--- RECORDS TO PROCESS ---
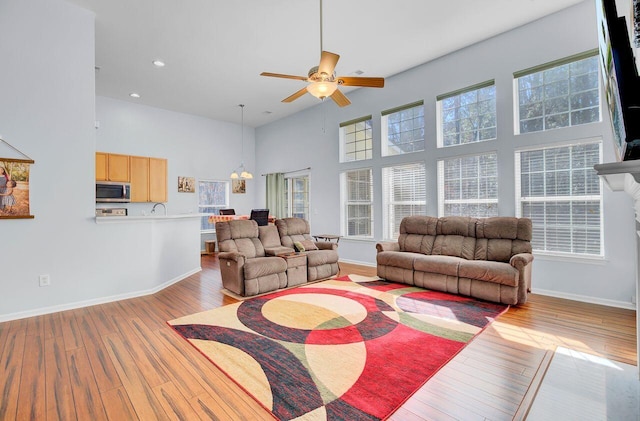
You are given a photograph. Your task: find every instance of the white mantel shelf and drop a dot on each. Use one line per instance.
(625, 176)
(141, 218)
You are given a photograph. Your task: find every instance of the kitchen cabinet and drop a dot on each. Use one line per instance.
(148, 179)
(112, 167)
(157, 180)
(139, 178)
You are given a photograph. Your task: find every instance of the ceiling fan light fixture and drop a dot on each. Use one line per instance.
(322, 90)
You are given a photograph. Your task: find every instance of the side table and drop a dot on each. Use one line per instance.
(296, 268)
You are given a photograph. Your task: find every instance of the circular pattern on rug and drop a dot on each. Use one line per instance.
(363, 318)
(314, 311)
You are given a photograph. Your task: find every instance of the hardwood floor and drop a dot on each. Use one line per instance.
(121, 361)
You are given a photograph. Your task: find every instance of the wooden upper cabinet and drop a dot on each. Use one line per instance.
(148, 176)
(157, 180)
(101, 166)
(118, 168)
(139, 178)
(112, 167)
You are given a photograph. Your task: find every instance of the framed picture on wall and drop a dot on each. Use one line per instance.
(14, 188)
(186, 184)
(239, 186)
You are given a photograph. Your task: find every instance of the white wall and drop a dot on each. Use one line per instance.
(47, 110)
(194, 147)
(298, 141)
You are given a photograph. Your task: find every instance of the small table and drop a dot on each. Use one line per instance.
(327, 237)
(296, 268)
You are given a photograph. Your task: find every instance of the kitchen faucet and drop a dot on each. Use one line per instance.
(153, 210)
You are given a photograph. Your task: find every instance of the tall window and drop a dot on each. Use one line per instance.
(212, 196)
(467, 115)
(297, 196)
(356, 140)
(357, 203)
(468, 186)
(560, 191)
(559, 94)
(404, 194)
(403, 129)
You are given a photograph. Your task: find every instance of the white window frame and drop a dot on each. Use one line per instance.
(598, 197)
(440, 114)
(289, 199)
(592, 54)
(201, 207)
(356, 139)
(389, 203)
(408, 128)
(346, 203)
(442, 200)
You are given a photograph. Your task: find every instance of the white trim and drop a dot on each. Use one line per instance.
(585, 299)
(95, 301)
(357, 262)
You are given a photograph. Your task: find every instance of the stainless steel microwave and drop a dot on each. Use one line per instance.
(113, 192)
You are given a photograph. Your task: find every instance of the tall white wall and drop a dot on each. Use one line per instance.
(48, 110)
(299, 141)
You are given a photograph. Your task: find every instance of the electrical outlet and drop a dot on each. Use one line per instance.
(45, 280)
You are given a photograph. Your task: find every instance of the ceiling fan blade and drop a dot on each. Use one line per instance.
(328, 62)
(283, 76)
(339, 98)
(367, 82)
(295, 96)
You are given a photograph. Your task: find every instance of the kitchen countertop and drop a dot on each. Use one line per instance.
(144, 218)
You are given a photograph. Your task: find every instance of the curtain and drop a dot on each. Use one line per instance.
(276, 195)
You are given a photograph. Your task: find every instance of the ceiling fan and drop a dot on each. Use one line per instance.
(322, 79)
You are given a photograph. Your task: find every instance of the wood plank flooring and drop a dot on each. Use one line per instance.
(120, 361)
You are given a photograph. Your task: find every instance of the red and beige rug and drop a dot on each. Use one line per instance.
(351, 348)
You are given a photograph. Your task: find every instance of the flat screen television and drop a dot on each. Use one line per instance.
(621, 81)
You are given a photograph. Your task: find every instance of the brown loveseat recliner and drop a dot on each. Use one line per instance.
(486, 258)
(321, 262)
(244, 267)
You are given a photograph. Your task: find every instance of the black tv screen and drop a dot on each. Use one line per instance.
(621, 82)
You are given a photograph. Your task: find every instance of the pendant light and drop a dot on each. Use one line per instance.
(244, 174)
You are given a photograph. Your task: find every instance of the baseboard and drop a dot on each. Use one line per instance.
(356, 262)
(96, 301)
(585, 299)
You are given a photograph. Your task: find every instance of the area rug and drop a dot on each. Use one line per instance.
(350, 348)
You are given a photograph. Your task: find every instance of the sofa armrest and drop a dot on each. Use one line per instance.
(520, 260)
(233, 256)
(388, 246)
(326, 245)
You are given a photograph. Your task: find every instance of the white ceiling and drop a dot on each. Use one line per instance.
(215, 50)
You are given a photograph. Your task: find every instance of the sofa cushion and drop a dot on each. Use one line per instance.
(454, 245)
(263, 266)
(400, 259)
(489, 271)
(445, 265)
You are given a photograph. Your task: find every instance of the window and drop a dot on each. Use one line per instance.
(468, 186)
(297, 196)
(467, 116)
(357, 201)
(356, 140)
(559, 94)
(403, 129)
(404, 194)
(212, 196)
(560, 191)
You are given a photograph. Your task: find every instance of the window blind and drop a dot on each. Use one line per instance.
(404, 194)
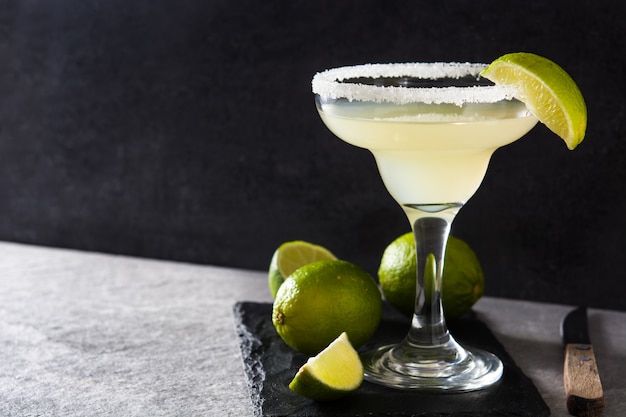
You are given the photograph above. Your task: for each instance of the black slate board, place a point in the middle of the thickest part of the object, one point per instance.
(270, 365)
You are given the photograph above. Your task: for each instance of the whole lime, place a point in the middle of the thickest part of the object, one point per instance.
(290, 256)
(323, 299)
(463, 278)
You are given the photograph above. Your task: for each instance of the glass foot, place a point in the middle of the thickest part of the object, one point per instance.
(399, 366)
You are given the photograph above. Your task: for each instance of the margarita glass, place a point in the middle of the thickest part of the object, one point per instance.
(432, 128)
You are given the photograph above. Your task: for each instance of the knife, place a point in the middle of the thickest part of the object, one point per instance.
(583, 388)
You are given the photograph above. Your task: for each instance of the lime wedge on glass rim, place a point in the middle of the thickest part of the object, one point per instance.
(290, 256)
(546, 89)
(333, 373)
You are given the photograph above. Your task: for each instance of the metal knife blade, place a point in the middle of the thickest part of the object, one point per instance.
(583, 388)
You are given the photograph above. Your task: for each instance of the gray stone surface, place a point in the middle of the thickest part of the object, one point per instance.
(86, 334)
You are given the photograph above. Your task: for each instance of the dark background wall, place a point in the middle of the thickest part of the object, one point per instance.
(186, 130)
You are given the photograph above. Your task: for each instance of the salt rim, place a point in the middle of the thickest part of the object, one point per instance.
---
● **WHAT IS BEING ASKED**:
Restate the whole of the material word for word without the pictures.

● **TASK OUTPUT**:
You are given a photograph. Your task: find every instance of the white mantel shelf and drop a dot on each. Use one line per instance.
(625, 176)
(141, 218)
You are given a photograph. Your task: find every instance of the kitchen cabinet and drop a dot on each. Use one line per instance.
(148, 179)
(112, 167)
(157, 180)
(139, 178)
You are given a photograph. Your task: find every instance of the ceiling fan light fixture and drop a dot on each. Use one line per instance.
(322, 90)
You are given a photograph. Your task: find every instance of the side table and drop a dot on each. Use one line per instance.
(296, 268)
You are given a photograph. Your task: find every instance of the circular pattern on rug and drop a dot on each. Use one line per instance.
(363, 318)
(314, 311)
You are given a photograph. Your task: find every instance of the hardwood floor and drop a dot on each. Use one line per instance.
(121, 361)
You are given a photograph. Your task: find every instance of the wooden upper cabinet and drop a dot on each. Use one line per instance.
(148, 176)
(157, 180)
(101, 166)
(118, 168)
(139, 178)
(112, 167)
You are given a photograph. Your task: find every instance of the framed picture on wall and drop a dot on each. Use one line per instance.
(14, 188)
(186, 184)
(239, 186)
You are given a photograph. Your task: find every instance of the white wall and drop a dot on each. Use one line per instance.
(47, 110)
(194, 147)
(298, 141)
You are given a photograph. Your task: find every instance of the small table and drop a dot on each. Use one line per instance.
(327, 237)
(296, 268)
You are given a photograph. Your task: find every instance of the kitchen faucet and drop a dot on each. Use one line per instance.
(153, 210)
You are given a photograph. Your task: find every instance of the tall window and drop a dot on each. Use one line per instance.
(212, 196)
(467, 115)
(297, 196)
(356, 140)
(357, 203)
(468, 186)
(560, 191)
(559, 94)
(404, 194)
(403, 129)
You are given a photograph. Your task: find every instance of the white window frame and drop a dot on each. Use one line per instance.
(598, 197)
(440, 114)
(289, 199)
(592, 54)
(201, 207)
(356, 139)
(389, 203)
(408, 128)
(346, 203)
(442, 200)
You are given a photograph. Your task: find every instance of the white trim and drop a dot on each. Use one line per instance.
(585, 299)
(95, 301)
(357, 262)
You are given a photograph. Your task: find every instance of the stainless steel microwave and drop a dot on each. Use one line per instance.
(113, 192)
You are given a photograph. Your task: find every instance of the tall white wall and drop a dot on each. Use one line per instance.
(48, 110)
(299, 141)
You are given a photograph. Your task: find every instance of the electrical outlet and drop a dot on each. Use one line per instance.
(45, 280)
You are given a photograph. Your task: find every instance of the ceiling fan blade and drop a dot on each. Use one line per instance.
(328, 62)
(283, 76)
(339, 98)
(367, 82)
(295, 96)
You are given a photograph. Your task: find every instance of the kitchen countertop and drop a dot on each. Use one line per instance.
(144, 218)
You are given a photograph. Your task: find every instance of the curtain and drop a dot on each. Use one line per instance.
(276, 195)
You are given a photograph. Your task: find every instance of the ceiling fan and drop a dot on each. Use one line per instance.
(322, 79)
You are given a photograph. Your task: find every instance of the wood plank flooring and drop a dot on each. Use one line per instance.
(120, 361)
You are given a photograph. Your task: find every instance of the red and beige rug and drop a dot on each. Use one line per instance.
(351, 348)
You are given a photograph. Your task: find every instance of the flat screen television and drop a dot on each. Use one line per instance.
(621, 81)
You are given a photograph. Your task: find every instance of the brown loveseat recliner and drop a dot on each. Use one line per instance.
(486, 258)
(321, 262)
(244, 267)
You are given a photograph. Your task: find every instance of the black tv screen and drop a dot on each. Use one line per instance.
(621, 82)
You are given a photograph. Your task: find every instance of the pendant light and drop a dot on each. Use one line per instance.
(244, 174)
You are given a photograph. Your task: find every instance of the baseboard and drop a dot on each. Use one line per instance.
(356, 262)
(96, 301)
(585, 299)
You are given a photograph. Your task: find every instance of the area rug and drop a dot on each. Use one line per instance.
(350, 348)
You are given a photograph. Your task: find every instance of the sofa armrest and drop a dot on each. Use one line per instance.
(520, 260)
(233, 256)
(388, 246)
(326, 245)
You are given a photograph. Your task: find every instance of the white ceiling and drop a dot on each. Use one line per instance.
(215, 50)
You are given a photograph. Your task: find every instance of the sofa cushion and drop a dot on each. Use one line per instance.
(454, 245)
(263, 266)
(400, 259)
(489, 271)
(445, 265)
You are given a photograph. Your task: find every instance of the window and drop a dot on each. Use one line per instance.
(468, 186)
(297, 196)
(467, 116)
(357, 201)
(356, 140)
(559, 94)
(403, 129)
(404, 194)
(212, 196)
(560, 191)
You are given a photograph. Your task: find every instance of the window blind and drop a dot on each. Use one line per instance.
(404, 194)
You are given the photograph above. Your task: for each instance of the black slate board, place a point in the middle of the thickest part of the object, one point per instance.
(270, 365)
You are given the photograph above. Your task: for each instance of the whole lime, place a point in the middle of the thickest part of the object, one point per instance.
(290, 256)
(323, 299)
(463, 278)
You are given the photograph above. Your task: for each instance of the glass foot, place a point in the middle of the thickest part of the object, one point per instance.
(399, 366)
You are given the photograph above. Your task: for each instance of the margarita glass, place a point in the middle of the thickest part of the object, one point per instance.
(432, 128)
You are given the photograph above. Your task: for each instance of the knife, place a point in the middle of the thickest part of the object, one point per instance.
(583, 388)
You are given the photograph above. Your task: for each instance of the lime wedge on glass rim, place a point in the middle of the thickest part of the object, one point per instance.
(290, 256)
(546, 89)
(333, 373)
You are given the photograph above. Your task: for each instance of the metal knife blade, place a point in the middle of the thickest part of the object, one point per instance.
(583, 388)
You are given the photograph above. Your task: for each instance of the gray stone surface, place a point in the middle of the thickest part of the object, one point per instance.
(86, 334)
You are given the photograph above. Your task: for each instance of the dark background wall, place a point in the middle of the thickest part of the object, one point per instance.
(186, 130)
You are given the photograph above. Your task: for each instance of the salt rim, place a point in the middle of the thickest part of the object, one point per instance.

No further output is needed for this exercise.